Data pulled from a collection:
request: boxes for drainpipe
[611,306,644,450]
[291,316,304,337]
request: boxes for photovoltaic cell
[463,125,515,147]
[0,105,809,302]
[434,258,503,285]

EXERCISE GOAL | Output every line of these entries as a numbered list, leaving out any blank lines.

ANSWER FOR THIS EXERCISE |
1. request: boxes for drainpipe
2. [611,306,644,450]
3. [291,316,304,337]
4. request: boxes for photovoltaic cell
5. [463,125,515,147]
6. [0,105,809,302]
7. [434,258,503,285]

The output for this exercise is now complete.